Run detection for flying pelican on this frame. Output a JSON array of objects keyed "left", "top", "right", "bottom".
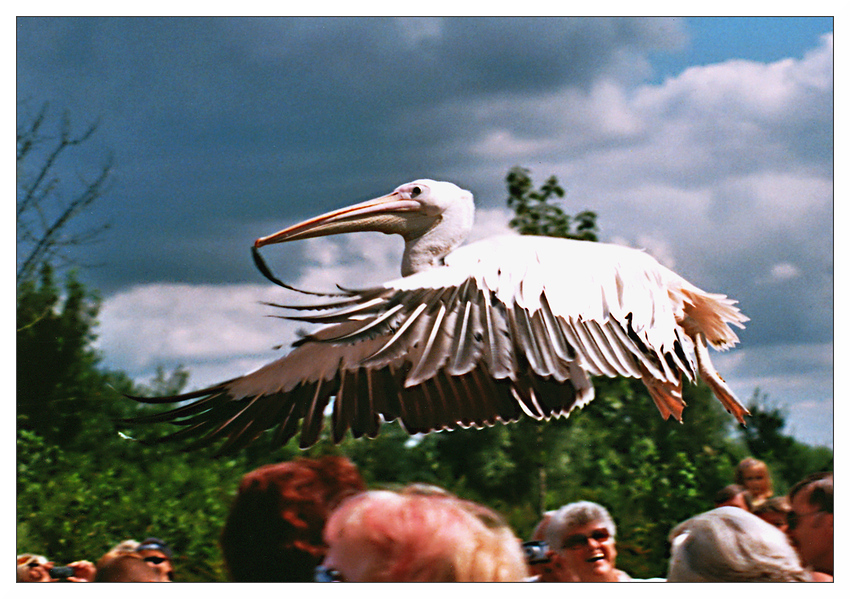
[{"left": 122, "top": 179, "right": 748, "bottom": 453}]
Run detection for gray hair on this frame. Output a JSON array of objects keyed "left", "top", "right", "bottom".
[
  {"left": 667, "top": 506, "right": 809, "bottom": 582},
  {"left": 546, "top": 501, "right": 617, "bottom": 551}
]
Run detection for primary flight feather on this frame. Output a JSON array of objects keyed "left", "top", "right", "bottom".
[{"left": 122, "top": 179, "right": 748, "bottom": 453}]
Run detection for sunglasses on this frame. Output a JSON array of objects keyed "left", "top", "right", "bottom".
[
  {"left": 563, "top": 528, "right": 611, "bottom": 549},
  {"left": 786, "top": 511, "right": 820, "bottom": 530},
  {"left": 313, "top": 566, "right": 345, "bottom": 582}
]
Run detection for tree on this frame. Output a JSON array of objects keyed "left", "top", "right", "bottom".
[
  {"left": 506, "top": 166, "right": 597, "bottom": 241},
  {"left": 16, "top": 104, "right": 112, "bottom": 283}
]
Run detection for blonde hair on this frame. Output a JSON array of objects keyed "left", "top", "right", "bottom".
[
  {"left": 325, "top": 491, "right": 528, "bottom": 582},
  {"left": 667, "top": 507, "right": 809, "bottom": 582}
]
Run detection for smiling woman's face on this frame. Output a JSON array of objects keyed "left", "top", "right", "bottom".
[{"left": 560, "top": 520, "right": 617, "bottom": 582}]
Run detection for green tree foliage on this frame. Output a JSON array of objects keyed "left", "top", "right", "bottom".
[
  {"left": 506, "top": 166, "right": 598, "bottom": 241},
  {"left": 16, "top": 159, "right": 832, "bottom": 581}
]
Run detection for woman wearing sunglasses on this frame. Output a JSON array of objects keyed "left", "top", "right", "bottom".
[{"left": 546, "top": 501, "right": 631, "bottom": 582}]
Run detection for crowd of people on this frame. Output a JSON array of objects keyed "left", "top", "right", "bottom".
[
  {"left": 17, "top": 537, "right": 174, "bottom": 582},
  {"left": 17, "top": 456, "right": 833, "bottom": 582}
]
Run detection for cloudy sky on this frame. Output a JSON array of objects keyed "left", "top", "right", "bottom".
[{"left": 17, "top": 18, "right": 834, "bottom": 446}]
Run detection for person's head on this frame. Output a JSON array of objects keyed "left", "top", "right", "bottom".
[
  {"left": 94, "top": 552, "right": 171, "bottom": 582},
  {"left": 753, "top": 497, "right": 791, "bottom": 532},
  {"left": 136, "top": 537, "right": 174, "bottom": 580},
  {"left": 546, "top": 501, "right": 618, "bottom": 582},
  {"left": 16, "top": 553, "right": 52, "bottom": 582},
  {"left": 323, "top": 491, "right": 528, "bottom": 582},
  {"left": 787, "top": 472, "right": 834, "bottom": 574},
  {"left": 714, "top": 485, "right": 753, "bottom": 512},
  {"left": 735, "top": 458, "right": 773, "bottom": 503},
  {"left": 220, "top": 456, "right": 366, "bottom": 582},
  {"left": 667, "top": 506, "right": 809, "bottom": 582}
]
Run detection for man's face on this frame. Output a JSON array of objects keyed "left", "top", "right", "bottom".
[
  {"left": 138, "top": 549, "right": 174, "bottom": 582},
  {"left": 558, "top": 520, "right": 617, "bottom": 582},
  {"left": 788, "top": 487, "right": 833, "bottom": 573}
]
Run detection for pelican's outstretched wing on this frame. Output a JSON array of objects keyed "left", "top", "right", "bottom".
[{"left": 122, "top": 236, "right": 746, "bottom": 452}]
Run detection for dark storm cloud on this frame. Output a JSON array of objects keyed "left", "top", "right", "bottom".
[{"left": 17, "top": 18, "right": 682, "bottom": 296}]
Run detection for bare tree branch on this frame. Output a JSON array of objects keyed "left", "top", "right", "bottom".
[{"left": 16, "top": 104, "right": 112, "bottom": 283}]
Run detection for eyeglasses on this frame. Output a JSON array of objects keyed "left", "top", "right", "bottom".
[
  {"left": 563, "top": 528, "right": 611, "bottom": 549},
  {"left": 787, "top": 510, "right": 821, "bottom": 530},
  {"left": 313, "top": 566, "right": 345, "bottom": 582}
]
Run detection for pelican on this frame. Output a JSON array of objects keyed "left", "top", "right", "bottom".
[{"left": 122, "top": 179, "right": 748, "bottom": 453}]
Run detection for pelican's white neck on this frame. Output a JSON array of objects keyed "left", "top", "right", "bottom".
[{"left": 401, "top": 191, "right": 475, "bottom": 277}]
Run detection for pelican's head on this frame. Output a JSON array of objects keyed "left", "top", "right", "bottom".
[{"left": 254, "top": 179, "right": 475, "bottom": 274}]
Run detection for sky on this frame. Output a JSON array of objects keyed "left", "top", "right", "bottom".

▬▬▬▬▬▬

**Set task**
Rewrite the whole listing with "frame" switched to "image" wherever it occurs, keeping everything else the same. Leave the pictures out.

**Full response**
Run detection for flying pelican on this image. Output a JSON array of objects keyed "left", "top", "right", "bottom".
[{"left": 122, "top": 179, "right": 748, "bottom": 453}]
Run detection for gray hair on this image. Output a JSON array of objects keyed "left", "top", "right", "bottom".
[
  {"left": 667, "top": 506, "right": 809, "bottom": 582},
  {"left": 546, "top": 501, "right": 617, "bottom": 551}
]
Run detection for primary flight feather on this image. Output a JSON array of objects keyed "left", "top", "right", "bottom".
[{"left": 122, "top": 179, "right": 748, "bottom": 453}]
Run detection for sunglasses on this image. Output a JSON array of objects keyed "left", "top", "right", "bottom".
[
  {"left": 563, "top": 528, "right": 611, "bottom": 549},
  {"left": 786, "top": 511, "right": 820, "bottom": 530},
  {"left": 313, "top": 566, "right": 345, "bottom": 582}
]
Run detection for tree on this image. Output a JSON array of objects keyed "left", "top", "right", "bottom".
[
  {"left": 506, "top": 166, "right": 597, "bottom": 241},
  {"left": 16, "top": 104, "right": 112, "bottom": 283}
]
Run detection for blonde hair on this image. Output a JSON array of objects keyed "left", "top", "right", "bottom".
[
  {"left": 325, "top": 491, "right": 528, "bottom": 582},
  {"left": 667, "top": 507, "right": 809, "bottom": 582}
]
Run detection for smiling woman's face on this image. Output a JSON array of objects keyed "left", "top", "right", "bottom".
[{"left": 560, "top": 520, "right": 617, "bottom": 582}]
Run detection for green tree foliage on this image. Output a JSON array of objects keyed "left", "top", "right", "bottom".
[
  {"left": 506, "top": 166, "right": 598, "bottom": 241},
  {"left": 16, "top": 159, "right": 832, "bottom": 581}
]
Run detection for woman wearing sunglasses on this image. Output a JSON array of objects keyed "left", "top", "right", "bottom".
[{"left": 546, "top": 501, "right": 631, "bottom": 582}]
Run detection for crowd of people on this image. Output a JSON array of objects keyed "left", "top", "right", "bottom".
[
  {"left": 17, "top": 537, "right": 174, "bottom": 582},
  {"left": 17, "top": 456, "right": 833, "bottom": 582}
]
Run detection for cloudy sky on this image. Output a JSON array of objects keyed "left", "top", "right", "bottom".
[{"left": 17, "top": 18, "right": 834, "bottom": 446}]
Run detection for person's head on this image. Output a JSON array of objects keyed "left", "top", "right", "bottom".
[
  {"left": 94, "top": 552, "right": 171, "bottom": 582},
  {"left": 753, "top": 497, "right": 791, "bottom": 532},
  {"left": 136, "top": 537, "right": 174, "bottom": 580},
  {"left": 546, "top": 501, "right": 618, "bottom": 582},
  {"left": 16, "top": 553, "right": 52, "bottom": 582},
  {"left": 323, "top": 491, "right": 528, "bottom": 582},
  {"left": 787, "top": 472, "right": 834, "bottom": 574},
  {"left": 714, "top": 485, "right": 753, "bottom": 512},
  {"left": 735, "top": 458, "right": 773, "bottom": 503},
  {"left": 220, "top": 456, "right": 366, "bottom": 582},
  {"left": 667, "top": 506, "right": 809, "bottom": 582}
]
Run detection for man's face on this image. Output a JSON array of objects keyed "left", "top", "right", "bottom".
[
  {"left": 138, "top": 549, "right": 174, "bottom": 582},
  {"left": 558, "top": 520, "right": 617, "bottom": 582},
  {"left": 788, "top": 487, "right": 833, "bottom": 573}
]
Run detection for pelican's outstretched wing on this image. Output a JSON array of objects keyed "left", "top", "right", "bottom".
[{"left": 122, "top": 236, "right": 746, "bottom": 452}]
Run detection for dark storm cloud on this image. Output a JSON array of objects keyed "left", "top", "right", "bottom".
[{"left": 17, "top": 18, "right": 682, "bottom": 296}]
Run detection for bare tree branch on this image. Output a JSON array of objects keyed "left", "top", "right", "bottom".
[{"left": 16, "top": 104, "right": 112, "bottom": 283}]
Run detection for eyeglasses on this image. Output a JSON array of objects keyed "left", "top", "right", "bottom".
[
  {"left": 563, "top": 528, "right": 611, "bottom": 549},
  {"left": 787, "top": 510, "right": 821, "bottom": 530},
  {"left": 313, "top": 566, "right": 345, "bottom": 582}
]
Run detection for pelican on this image. Output a JSON array of objects keyed "left", "top", "right", "bottom".
[{"left": 122, "top": 179, "right": 748, "bottom": 453}]
Run detection for pelican's white neck on this image. Output a JSON array of objects keyed "left", "top", "right", "bottom".
[{"left": 401, "top": 191, "right": 475, "bottom": 277}]
Run detection for pelican's head on this image. Output a JSON array of objects keyed "left", "top", "right", "bottom".
[{"left": 254, "top": 179, "right": 475, "bottom": 274}]
Run detection for sky on this image. Output a JSON array of objects keyed "left", "top", "right", "bottom".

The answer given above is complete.